Could you rewrite the rows below with every "thickest part" changed to "widest part" and nothing else altered? Leave the pictures out of your version.

▶ **Entries provided**:
++++++++++++++++++++
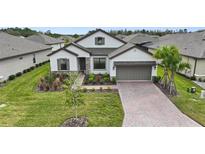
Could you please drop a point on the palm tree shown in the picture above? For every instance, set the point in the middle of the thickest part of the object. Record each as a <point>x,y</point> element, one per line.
<point>171,60</point>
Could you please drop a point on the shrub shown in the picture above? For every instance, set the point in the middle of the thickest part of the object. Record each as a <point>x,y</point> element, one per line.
<point>101,81</point>
<point>28,70</point>
<point>11,77</point>
<point>91,78</point>
<point>106,78</point>
<point>24,71</point>
<point>193,78</point>
<point>156,79</point>
<point>56,84</point>
<point>98,78</point>
<point>32,67</point>
<point>109,88</point>
<point>18,74</point>
<point>106,75</point>
<point>84,90</point>
<point>114,80</point>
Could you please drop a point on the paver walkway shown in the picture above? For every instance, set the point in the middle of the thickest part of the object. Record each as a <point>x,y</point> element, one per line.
<point>146,106</point>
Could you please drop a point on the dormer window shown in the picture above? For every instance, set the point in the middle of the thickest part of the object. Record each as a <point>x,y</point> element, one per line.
<point>99,41</point>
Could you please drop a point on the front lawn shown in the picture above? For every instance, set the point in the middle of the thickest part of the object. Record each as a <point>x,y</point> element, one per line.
<point>188,103</point>
<point>27,107</point>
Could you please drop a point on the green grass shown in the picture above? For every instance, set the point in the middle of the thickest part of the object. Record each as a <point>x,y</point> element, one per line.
<point>189,104</point>
<point>26,107</point>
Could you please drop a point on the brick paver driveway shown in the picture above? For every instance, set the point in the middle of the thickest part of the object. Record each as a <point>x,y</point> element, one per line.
<point>145,105</point>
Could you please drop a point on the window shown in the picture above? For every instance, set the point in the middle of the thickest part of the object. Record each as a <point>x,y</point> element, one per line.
<point>63,64</point>
<point>99,41</point>
<point>99,63</point>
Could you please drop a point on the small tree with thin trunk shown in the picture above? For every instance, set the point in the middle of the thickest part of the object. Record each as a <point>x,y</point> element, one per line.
<point>162,54</point>
<point>73,97</point>
<point>171,60</point>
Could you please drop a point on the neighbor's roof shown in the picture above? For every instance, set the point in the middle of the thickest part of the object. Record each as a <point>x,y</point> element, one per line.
<point>121,50</point>
<point>44,39</point>
<point>11,46</point>
<point>140,38</point>
<point>190,44</point>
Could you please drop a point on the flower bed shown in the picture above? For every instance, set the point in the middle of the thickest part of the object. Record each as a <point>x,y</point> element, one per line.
<point>53,82</point>
<point>99,79</point>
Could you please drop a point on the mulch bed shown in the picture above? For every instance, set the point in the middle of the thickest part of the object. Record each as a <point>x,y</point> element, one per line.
<point>76,122</point>
<point>165,91</point>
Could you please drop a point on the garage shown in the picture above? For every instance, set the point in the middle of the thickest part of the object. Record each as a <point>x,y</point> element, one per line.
<point>134,72</point>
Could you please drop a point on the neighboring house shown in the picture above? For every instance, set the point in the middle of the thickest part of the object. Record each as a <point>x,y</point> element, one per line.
<point>55,43</point>
<point>192,49</point>
<point>100,52</point>
<point>17,54</point>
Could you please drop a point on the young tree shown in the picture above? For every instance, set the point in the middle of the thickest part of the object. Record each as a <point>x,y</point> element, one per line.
<point>162,54</point>
<point>175,65</point>
<point>73,97</point>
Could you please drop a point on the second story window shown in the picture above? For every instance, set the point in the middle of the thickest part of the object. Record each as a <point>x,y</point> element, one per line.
<point>99,41</point>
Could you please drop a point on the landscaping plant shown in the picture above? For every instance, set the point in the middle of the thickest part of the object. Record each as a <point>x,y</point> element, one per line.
<point>171,60</point>
<point>73,97</point>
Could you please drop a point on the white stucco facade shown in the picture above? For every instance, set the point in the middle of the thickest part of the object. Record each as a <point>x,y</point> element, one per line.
<point>97,71</point>
<point>12,66</point>
<point>200,69</point>
<point>110,42</point>
<point>63,54</point>
<point>57,46</point>
<point>78,51</point>
<point>131,55</point>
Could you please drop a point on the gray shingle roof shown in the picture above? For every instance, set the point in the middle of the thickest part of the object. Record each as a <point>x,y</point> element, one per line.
<point>190,44</point>
<point>100,51</point>
<point>140,38</point>
<point>121,49</point>
<point>44,39</point>
<point>11,46</point>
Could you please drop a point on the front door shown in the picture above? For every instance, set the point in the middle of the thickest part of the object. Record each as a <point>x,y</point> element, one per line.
<point>82,64</point>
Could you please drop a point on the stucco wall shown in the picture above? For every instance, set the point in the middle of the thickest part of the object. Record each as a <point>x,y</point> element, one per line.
<point>92,70</point>
<point>15,65</point>
<point>57,46</point>
<point>132,55</point>
<point>78,51</point>
<point>200,68</point>
<point>63,54</point>
<point>191,61</point>
<point>110,42</point>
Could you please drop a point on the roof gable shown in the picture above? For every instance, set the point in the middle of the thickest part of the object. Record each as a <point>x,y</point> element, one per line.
<point>98,30</point>
<point>44,39</point>
<point>75,54</point>
<point>12,46</point>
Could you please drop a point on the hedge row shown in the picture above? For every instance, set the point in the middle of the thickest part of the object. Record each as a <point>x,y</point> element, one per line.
<point>12,77</point>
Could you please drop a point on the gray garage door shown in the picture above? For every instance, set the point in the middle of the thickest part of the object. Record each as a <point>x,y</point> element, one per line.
<point>141,72</point>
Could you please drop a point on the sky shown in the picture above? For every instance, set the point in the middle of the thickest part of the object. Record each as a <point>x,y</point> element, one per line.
++++++++++++++++++++
▶ **Result**:
Could you please drop a point on the palm tree shown in the picture above? For every instance, set the point in the middle of the widest part of the object. Record each as a <point>x,y</point> element, one per line.
<point>171,60</point>
Could you please drop a point on the shrub shown in the picture above? For every instance, set the point in the middle of the widest part of the object. Record each as a <point>x,y</point> element, one per line.
<point>101,81</point>
<point>28,70</point>
<point>11,77</point>
<point>91,78</point>
<point>106,78</point>
<point>24,71</point>
<point>193,78</point>
<point>156,79</point>
<point>56,84</point>
<point>98,78</point>
<point>32,67</point>
<point>109,88</point>
<point>18,74</point>
<point>106,75</point>
<point>84,90</point>
<point>114,80</point>
Could you please drop a point on the paver walkway shown in the picture above? For every instance, set the point in the middle of the widest part of the object. Record each as a <point>x,y</point> element, one per line.
<point>146,106</point>
Could you please drop a point on the dormer window shown in the picture above? For every instance, set the point in the middle of the widest part of the object. Record each as a <point>x,y</point> element, one per line.
<point>99,41</point>
Could you please drop a point on the front lawn shown in the picture above? For every instance, set the point in the middle of the widest part of the object. Record each as a <point>x,y</point> element, one per line.
<point>188,103</point>
<point>27,107</point>
Could you please drop a point on the green grass shown in the picture above? For every instance, set the point in the middle of the widest part of the object. Record each as a <point>x,y</point> element, one per line.
<point>189,104</point>
<point>26,107</point>
Could you please drop a point on the brick paver driveway shown in the picture above? For every instance, set the point in the middle of the widest part of the object. Record each as a <point>x,y</point> element, one per line.
<point>145,105</point>
Could you please drop a point on the window shown in the picture above? For every instance, set the point in the middle of the widest part of the object. Record each as a <point>x,y</point> element, one per line.
<point>63,64</point>
<point>99,41</point>
<point>99,63</point>
Could you please drop a point on the small tree with thin trunk shown in the picture above? For every instance, set the point in the middle of the widest part of the object. Record each as a <point>x,y</point> element, one per line.
<point>162,54</point>
<point>73,97</point>
<point>171,60</point>
Could you please drop a point on the neighbor's roof shown in the picture above? For every instance, set the point in the middle of the widest part of the object. Record each as a <point>x,y</point> element, one per line.
<point>121,50</point>
<point>44,39</point>
<point>11,46</point>
<point>140,38</point>
<point>190,44</point>
Could you please drop a point on the flower bed shown in the picture above? For every instance, set the point in the middle of the widest part of the object. Record each as a <point>x,y</point> element, one per line.
<point>53,82</point>
<point>99,79</point>
Could you please drop a point on the mulch bed shown in the picture above? For every instance, set the point in the middle of the widest part of the object. Record each as a <point>x,y</point> element, one per line.
<point>76,122</point>
<point>165,91</point>
Could you please drop a point on the garage shown in the picture above? For every instance, set the point in the middle of the widest part of the object. Record each as a <point>x,y</point> element, one per line.
<point>134,72</point>
Could you please drop a point on the neighboring house shown in the picture above? For every instance, set the point in the middle of the widest part of the object. Record each as a <point>x,y</point> element, one per line.
<point>55,43</point>
<point>192,49</point>
<point>100,52</point>
<point>17,54</point>
Could you please drop a point on the young tree shown in the picture above? For every instance, set the point in the middle of the widest part of the object. Record each as a <point>x,y</point> element, one per line.
<point>162,54</point>
<point>175,65</point>
<point>73,97</point>
Could you please drop a point on the second story window shown in the picture above? For every instance, set the point in the middle of the widest part of the object. Record each as a <point>x,y</point> element, one per line.
<point>99,41</point>
Could you please drop a point on the landscaping plant shown in the picture above? For every instance, set the point in the middle of the widest part of the object. Record each as a <point>x,y</point> element, one per line.
<point>171,60</point>
<point>73,97</point>
Could you please drop a point on the white stucco facade shown in the picture above? For every instance, set the point in the middle of the widest part of the object. Record each as a <point>x,y</point> element, one per line.
<point>97,71</point>
<point>12,66</point>
<point>200,69</point>
<point>110,42</point>
<point>63,54</point>
<point>57,46</point>
<point>78,51</point>
<point>131,55</point>
Could you please drop a point on the gray shingle roof shown in the picture above? For every instance, set the point in the middle of the widest part of the object. Record each as a <point>x,y</point> element, one per line.
<point>190,44</point>
<point>100,51</point>
<point>140,38</point>
<point>121,49</point>
<point>44,39</point>
<point>11,46</point>
Could you please drop a point on the front door shown in the picture above? For every instance, set the point in the middle of the widest part of the object. Record each as a <point>x,y</point> element, one per line.
<point>82,64</point>
Could you please drop a point on the stucco wall shown in the picture above? For every instance, set the point in the middle of the widest part of the object. Record each as a <point>x,y</point> element, one per line.
<point>92,70</point>
<point>15,65</point>
<point>57,46</point>
<point>132,55</point>
<point>78,51</point>
<point>200,68</point>
<point>63,54</point>
<point>191,61</point>
<point>110,42</point>
Could you please drop a point on the roof gable shown in the picture above? For every instance, set the point in the middle of the widest part of the object. Record each as a <point>x,y</point> element, one per line.
<point>98,30</point>
<point>44,39</point>
<point>75,54</point>
<point>12,46</point>
Could you please drop a point on the hedge row shown in the picture above? For every instance, set the point in the middle of the widest part of the object. Record each as a <point>x,y</point> element, one per line.
<point>12,77</point>
Could you please drop a point on the gray garage door shown in the picture above? For every instance, set the point in the middle of the widest part of the object. Record each as a <point>x,y</point> element, one per line.
<point>141,72</point>
Could you please drop a point on the sky shown in the picture above? For every instance, set the point in the middle of the widest part of the object. Record each as a <point>x,y</point> element, one per line.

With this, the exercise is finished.